WORK TO BE COMPLETED:
Copy, word for word, the lines of the entries below between the one with "<point>588,269</point>" and the one with "<point>186,101</point>", inclusive, and leave out everything else.

DATA FOR PROCESSING:
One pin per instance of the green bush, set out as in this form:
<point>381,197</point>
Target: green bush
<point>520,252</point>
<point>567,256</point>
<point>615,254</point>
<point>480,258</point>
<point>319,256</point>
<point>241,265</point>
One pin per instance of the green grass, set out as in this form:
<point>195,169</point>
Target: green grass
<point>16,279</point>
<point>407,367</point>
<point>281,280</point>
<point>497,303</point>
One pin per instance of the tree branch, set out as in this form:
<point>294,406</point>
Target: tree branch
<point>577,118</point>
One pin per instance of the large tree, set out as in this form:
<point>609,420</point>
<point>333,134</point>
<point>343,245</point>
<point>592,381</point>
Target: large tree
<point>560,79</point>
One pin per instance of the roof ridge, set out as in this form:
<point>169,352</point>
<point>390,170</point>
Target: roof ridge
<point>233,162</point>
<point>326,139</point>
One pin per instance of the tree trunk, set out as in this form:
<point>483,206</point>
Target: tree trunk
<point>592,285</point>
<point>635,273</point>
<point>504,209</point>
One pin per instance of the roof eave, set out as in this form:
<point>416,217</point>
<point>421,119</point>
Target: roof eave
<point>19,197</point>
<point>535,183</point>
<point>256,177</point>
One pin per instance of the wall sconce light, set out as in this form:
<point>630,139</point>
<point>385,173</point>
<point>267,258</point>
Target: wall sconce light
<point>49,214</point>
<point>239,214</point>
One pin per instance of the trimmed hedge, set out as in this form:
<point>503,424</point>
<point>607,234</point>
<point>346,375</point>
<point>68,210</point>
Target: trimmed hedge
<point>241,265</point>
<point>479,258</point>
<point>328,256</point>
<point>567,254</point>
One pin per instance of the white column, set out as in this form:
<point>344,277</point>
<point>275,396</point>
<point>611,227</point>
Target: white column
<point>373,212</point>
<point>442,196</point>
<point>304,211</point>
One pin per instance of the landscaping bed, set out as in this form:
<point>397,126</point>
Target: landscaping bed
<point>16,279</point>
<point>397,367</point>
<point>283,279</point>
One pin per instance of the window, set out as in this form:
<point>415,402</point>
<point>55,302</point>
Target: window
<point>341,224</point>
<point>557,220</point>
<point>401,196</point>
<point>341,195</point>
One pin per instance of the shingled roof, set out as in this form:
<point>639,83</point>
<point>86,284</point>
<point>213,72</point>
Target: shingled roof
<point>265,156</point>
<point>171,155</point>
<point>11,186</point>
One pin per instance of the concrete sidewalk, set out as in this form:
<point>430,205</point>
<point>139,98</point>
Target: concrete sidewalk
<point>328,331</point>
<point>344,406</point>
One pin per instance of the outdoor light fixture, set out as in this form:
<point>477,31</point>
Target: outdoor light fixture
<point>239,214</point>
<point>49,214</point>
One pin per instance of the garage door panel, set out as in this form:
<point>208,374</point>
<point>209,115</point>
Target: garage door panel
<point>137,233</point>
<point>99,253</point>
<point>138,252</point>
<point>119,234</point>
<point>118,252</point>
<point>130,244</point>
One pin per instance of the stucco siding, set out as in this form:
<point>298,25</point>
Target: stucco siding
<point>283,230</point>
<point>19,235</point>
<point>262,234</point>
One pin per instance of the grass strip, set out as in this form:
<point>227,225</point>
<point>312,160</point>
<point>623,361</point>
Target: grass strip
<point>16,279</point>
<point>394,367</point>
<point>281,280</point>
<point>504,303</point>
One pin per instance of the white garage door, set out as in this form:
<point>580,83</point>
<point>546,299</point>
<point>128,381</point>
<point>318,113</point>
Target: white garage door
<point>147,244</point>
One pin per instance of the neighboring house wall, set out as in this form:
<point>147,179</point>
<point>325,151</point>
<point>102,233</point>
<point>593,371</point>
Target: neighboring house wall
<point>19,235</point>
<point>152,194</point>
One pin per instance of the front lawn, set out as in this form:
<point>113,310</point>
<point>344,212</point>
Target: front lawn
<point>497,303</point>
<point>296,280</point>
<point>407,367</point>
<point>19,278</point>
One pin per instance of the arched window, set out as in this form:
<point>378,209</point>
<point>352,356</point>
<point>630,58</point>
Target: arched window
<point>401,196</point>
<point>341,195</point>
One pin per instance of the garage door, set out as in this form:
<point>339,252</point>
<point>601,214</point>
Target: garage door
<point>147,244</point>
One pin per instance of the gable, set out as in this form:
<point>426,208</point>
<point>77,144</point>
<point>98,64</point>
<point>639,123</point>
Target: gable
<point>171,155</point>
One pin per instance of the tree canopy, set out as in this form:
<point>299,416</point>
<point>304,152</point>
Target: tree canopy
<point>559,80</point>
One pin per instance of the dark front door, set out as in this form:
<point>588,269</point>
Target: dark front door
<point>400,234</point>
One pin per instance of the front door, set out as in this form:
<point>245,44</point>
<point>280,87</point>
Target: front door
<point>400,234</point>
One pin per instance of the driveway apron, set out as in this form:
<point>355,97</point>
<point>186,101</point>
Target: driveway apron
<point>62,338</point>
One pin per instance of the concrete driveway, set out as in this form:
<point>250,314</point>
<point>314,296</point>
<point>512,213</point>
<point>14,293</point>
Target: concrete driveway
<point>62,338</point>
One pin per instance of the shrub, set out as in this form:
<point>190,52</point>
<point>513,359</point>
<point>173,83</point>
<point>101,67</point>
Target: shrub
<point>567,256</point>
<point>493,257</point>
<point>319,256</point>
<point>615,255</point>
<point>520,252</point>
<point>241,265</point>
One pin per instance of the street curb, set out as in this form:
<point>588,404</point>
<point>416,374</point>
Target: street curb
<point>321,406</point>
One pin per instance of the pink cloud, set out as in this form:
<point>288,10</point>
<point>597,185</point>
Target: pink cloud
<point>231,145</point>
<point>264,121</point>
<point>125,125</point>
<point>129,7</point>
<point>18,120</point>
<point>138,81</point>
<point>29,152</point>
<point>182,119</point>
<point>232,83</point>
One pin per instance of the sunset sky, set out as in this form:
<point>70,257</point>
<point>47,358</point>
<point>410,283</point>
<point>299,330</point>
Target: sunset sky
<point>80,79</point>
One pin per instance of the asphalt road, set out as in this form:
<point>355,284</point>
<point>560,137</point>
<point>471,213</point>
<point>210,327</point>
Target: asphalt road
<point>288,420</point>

FINAL ANSWER:
<point>588,269</point>
Target: dark front door
<point>400,234</point>
One pin per instance of the front door, set out as in this form:
<point>245,44</point>
<point>280,87</point>
Target: front door
<point>400,234</point>
One pin per instance of the driveway apron, set out as in this form:
<point>355,97</point>
<point>186,101</point>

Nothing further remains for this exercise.